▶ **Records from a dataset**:
(begin)

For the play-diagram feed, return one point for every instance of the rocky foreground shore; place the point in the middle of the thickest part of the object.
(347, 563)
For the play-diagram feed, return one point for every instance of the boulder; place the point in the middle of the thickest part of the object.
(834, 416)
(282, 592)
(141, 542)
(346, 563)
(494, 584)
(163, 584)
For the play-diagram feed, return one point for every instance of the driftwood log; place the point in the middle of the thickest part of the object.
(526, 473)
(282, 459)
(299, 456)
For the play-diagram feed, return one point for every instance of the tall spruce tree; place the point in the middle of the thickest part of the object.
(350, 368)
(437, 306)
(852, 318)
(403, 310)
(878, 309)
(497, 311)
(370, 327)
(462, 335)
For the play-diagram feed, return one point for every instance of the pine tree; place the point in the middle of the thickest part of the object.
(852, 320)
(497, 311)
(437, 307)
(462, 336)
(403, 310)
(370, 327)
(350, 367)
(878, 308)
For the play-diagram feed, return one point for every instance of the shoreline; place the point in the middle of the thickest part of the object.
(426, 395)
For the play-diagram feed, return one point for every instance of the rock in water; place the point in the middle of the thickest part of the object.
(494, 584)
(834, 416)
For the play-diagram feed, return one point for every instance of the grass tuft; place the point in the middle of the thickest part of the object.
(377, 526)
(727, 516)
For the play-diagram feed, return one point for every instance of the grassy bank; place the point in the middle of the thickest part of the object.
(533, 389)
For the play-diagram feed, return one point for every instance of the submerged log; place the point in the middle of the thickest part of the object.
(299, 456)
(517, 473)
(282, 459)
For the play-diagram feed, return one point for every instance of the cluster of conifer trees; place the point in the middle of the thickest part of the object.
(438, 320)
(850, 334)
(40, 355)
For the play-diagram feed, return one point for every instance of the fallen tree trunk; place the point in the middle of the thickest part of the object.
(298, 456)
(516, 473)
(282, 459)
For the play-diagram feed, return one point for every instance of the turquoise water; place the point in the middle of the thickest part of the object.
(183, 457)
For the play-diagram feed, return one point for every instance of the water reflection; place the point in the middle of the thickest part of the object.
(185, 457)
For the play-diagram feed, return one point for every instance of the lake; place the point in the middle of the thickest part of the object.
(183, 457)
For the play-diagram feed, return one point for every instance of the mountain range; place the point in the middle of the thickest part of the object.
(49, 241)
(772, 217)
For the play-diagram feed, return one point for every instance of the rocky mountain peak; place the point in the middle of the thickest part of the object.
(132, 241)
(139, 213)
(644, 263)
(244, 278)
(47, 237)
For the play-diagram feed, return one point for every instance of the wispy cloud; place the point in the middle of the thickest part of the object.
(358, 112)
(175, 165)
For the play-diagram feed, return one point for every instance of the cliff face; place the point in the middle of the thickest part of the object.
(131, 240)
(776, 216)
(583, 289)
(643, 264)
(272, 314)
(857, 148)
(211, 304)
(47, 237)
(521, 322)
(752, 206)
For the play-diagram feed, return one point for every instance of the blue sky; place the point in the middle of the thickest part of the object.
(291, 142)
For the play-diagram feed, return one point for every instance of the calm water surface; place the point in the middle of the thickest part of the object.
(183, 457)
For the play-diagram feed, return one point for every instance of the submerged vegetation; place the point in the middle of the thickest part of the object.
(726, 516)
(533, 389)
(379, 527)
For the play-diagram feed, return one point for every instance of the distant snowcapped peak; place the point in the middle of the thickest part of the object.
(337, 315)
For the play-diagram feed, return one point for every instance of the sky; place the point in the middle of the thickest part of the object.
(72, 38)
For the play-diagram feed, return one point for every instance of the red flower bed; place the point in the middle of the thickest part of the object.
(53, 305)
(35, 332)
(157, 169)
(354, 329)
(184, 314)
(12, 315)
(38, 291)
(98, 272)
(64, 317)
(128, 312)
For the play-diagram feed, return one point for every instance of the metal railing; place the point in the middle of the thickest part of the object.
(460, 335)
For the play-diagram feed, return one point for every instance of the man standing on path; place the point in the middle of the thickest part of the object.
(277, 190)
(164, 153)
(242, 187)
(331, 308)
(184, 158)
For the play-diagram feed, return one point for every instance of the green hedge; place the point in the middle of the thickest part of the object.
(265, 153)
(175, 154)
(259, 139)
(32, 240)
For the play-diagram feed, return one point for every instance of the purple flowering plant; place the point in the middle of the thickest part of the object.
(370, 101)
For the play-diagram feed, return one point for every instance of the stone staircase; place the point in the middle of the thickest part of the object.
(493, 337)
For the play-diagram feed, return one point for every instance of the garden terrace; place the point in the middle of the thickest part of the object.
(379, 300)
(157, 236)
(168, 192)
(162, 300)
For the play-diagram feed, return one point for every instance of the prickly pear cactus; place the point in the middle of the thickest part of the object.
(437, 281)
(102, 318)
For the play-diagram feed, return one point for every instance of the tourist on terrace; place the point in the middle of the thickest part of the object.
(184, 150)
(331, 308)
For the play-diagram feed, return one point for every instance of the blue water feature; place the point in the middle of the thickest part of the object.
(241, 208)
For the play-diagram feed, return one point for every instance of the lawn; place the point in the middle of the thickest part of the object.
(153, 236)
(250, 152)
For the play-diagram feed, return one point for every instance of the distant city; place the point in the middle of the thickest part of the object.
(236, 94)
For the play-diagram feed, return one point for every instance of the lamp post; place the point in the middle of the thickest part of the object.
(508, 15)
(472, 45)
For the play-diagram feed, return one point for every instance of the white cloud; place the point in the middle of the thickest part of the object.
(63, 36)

(end)

Starting at the line that contains "of the green", output each remaining line of the listing, the last line included, exactly as it appears.

For the play-diagram feed, return one point for every instance of the green hedge; place the point in the middle of the thickest part of the object.
(265, 153)
(175, 154)
(259, 139)
(32, 240)
For the play-diagram feed, return one point for every instance of the purple flowering plant; place the point in the middle of the thickest part of the object.
(370, 101)
For the play-diagram feed, return one point for every instance of the stone staircase; place the point in the middle of the thickest part of the object.
(493, 337)
For the play-diagram feed, return one point for every instance of the garden terrace; place the point in the middle of the thickest part of the object.
(379, 300)
(157, 236)
(168, 192)
(162, 300)
For the play-diagram feed, return one point for every instance of the prickly pear cactus; place the point in the middle of the thickest part of the object.
(437, 281)
(102, 318)
For the play-diagram feed, return one point for every instance of the tourist on terrace; place the point in the middle of the thickest part of the object.
(184, 150)
(331, 308)
For the play-diagram feed, return one point for every instance of the blue water feature; place the point in the middle of the thickest part of the object.
(241, 208)
For the play-diagram feed, return one point for every instance of the lawn; place the point in the middle of the thickest part of the object.
(153, 236)
(250, 152)
For the play-diagram feed, return one point for every instance of the distant city; place the point in the middle of the thickest part of the object.
(236, 94)
For the play-diagram feed, return one point for every instance of the lamp post; place the point in the middle of the thickest part of the object.
(508, 15)
(472, 45)
For the play-diagram feed, return one point for every instance of the white cloud; place the point in the middle of the thickest part of the object.
(63, 36)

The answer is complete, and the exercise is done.